WORK TO COMPLETE —
Your task is to repeat the entries exactly from their first line through the line with "query | spot the landscaped", and to stop there.

[Source data]
Content starts
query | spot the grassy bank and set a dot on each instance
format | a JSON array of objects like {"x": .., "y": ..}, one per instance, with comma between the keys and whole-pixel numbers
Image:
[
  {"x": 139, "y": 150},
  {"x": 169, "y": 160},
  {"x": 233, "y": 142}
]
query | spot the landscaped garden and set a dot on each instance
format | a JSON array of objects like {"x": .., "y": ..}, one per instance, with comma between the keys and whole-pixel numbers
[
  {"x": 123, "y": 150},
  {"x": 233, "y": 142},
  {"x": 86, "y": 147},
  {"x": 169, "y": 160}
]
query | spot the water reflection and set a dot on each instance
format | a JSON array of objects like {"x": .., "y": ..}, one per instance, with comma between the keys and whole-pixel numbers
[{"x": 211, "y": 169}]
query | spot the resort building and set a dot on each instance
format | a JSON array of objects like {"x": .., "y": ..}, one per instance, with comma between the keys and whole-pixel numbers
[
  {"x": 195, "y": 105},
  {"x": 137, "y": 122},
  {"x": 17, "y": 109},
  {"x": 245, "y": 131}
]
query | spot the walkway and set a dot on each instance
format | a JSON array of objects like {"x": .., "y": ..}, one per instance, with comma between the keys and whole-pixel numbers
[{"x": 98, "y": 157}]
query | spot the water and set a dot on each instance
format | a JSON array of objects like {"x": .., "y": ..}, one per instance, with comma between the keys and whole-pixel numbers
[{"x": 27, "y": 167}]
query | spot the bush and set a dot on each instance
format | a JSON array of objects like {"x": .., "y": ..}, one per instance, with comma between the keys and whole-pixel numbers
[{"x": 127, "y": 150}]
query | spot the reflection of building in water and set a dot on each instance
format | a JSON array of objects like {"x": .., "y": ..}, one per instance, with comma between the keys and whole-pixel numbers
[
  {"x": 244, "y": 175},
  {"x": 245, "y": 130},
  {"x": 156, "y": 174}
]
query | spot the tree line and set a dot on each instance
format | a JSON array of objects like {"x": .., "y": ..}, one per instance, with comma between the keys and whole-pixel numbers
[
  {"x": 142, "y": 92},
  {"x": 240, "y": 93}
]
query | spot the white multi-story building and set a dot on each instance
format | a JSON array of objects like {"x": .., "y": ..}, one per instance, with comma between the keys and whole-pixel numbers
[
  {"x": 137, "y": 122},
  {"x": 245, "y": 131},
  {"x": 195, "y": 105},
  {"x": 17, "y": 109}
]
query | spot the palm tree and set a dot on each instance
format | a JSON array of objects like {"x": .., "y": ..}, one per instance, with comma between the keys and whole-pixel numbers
Content ends
COMPLETED EXERCISE —
query | spot the grassy bank and set a dot on each instance
format | a JSON array of objects like {"x": .., "y": ..}, one per instance, with comma between the keys and whole-pixel numbers
Image:
[
  {"x": 139, "y": 150},
  {"x": 169, "y": 160},
  {"x": 233, "y": 142}
]
query | spot the landscaped garden and set a dot on each instance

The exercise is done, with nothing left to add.